** EXERCISE DETAILS **
Please read the excerpt on airline passenger profiling: what does the HNC prototype not link to a passenger's threat index?

** DOCUMENT EXCERPT **

A second group is being led by Accenture. It has worked for months on a prototype with a variety of companies, including Delta. Data giant Equifax, Sabre Inc. (which is responsible for about half of U.S. airline reservations), IBM and other companies have also been working on profiling efforts.

Both systems are designed to use travel information and other data to create models of "normal" activity. Then they will look for variations in individual behavior that might suggest risk. Both may eventually make use of some sort of biometric system that uses iris scans, fingerprints or other immutable characteristics.

Officials at both HNC and Accenture said they take care with the personal information their systems collect and parse. The HNC prototype, for instance, does not link a passenger's personal information to a passenger's threat index. Officials also pledged that there will be no racial profiling, in part because ethnicity often has no bearing on potential risk.

The HNC prototype uses software known as neural networks, which can "learn" subtle patterns and relationships by processing millions of records, to predict when a particular transaction is likely to be fraudulent. The company already uses neural networks software to accurately profile the activity of millions of credit card owners, telephone callers and people receiving insurance benefits to crack down on fraud.

The HNC prototype would allow authorities, based in control rooms, to examine potential threats across the aviation system. One computer screen, for instance, includes a "prioritized passenger list" with passengers on a particular flight ranked from the highest risk to the lowest. The same screen also includes a box called "passenger coordination" with the names of other travelers that the computer has somehow linked to a high-risk passenger. Other screens show an aggregate threat for planes, airports and the entire system.

The Accenture system also creates a threat index, using massive computing power and relational database software. It examines travel data to look for things such as routes involving odd destinations or flying patterns. To search for threads linking individuals, the system will sift huge amounts of travel records, real estate histories and "seven layers" of passenger associates, according to Accenture partner Brett Ogilvie.

Region descriptions in natural language:

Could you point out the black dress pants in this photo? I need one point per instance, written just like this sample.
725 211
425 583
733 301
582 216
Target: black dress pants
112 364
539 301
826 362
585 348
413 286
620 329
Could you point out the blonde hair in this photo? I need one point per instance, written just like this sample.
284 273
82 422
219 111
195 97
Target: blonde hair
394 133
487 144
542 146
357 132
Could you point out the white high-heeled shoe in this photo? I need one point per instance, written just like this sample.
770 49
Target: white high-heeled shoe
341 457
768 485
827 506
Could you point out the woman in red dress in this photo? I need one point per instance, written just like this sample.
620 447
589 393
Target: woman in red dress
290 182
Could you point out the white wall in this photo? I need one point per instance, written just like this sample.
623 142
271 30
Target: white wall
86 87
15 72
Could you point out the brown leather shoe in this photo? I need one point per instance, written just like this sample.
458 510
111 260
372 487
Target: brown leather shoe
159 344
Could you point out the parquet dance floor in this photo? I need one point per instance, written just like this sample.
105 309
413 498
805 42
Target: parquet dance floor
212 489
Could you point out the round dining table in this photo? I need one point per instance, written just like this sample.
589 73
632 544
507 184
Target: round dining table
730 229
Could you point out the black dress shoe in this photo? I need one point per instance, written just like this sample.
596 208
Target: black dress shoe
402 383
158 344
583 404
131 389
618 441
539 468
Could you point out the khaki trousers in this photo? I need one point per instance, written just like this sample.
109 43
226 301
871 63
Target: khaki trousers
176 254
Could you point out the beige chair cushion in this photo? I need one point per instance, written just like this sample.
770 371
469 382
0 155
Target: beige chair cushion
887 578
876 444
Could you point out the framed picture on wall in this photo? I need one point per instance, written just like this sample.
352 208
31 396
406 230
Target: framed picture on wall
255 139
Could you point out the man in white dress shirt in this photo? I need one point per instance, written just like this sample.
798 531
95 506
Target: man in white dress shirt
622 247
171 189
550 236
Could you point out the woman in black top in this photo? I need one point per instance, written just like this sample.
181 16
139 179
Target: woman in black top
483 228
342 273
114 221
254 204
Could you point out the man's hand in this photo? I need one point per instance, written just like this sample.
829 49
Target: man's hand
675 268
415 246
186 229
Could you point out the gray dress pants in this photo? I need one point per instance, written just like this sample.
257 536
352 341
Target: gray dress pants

** OUTPUT OF THE EXERCISE **
A passenger's personal information.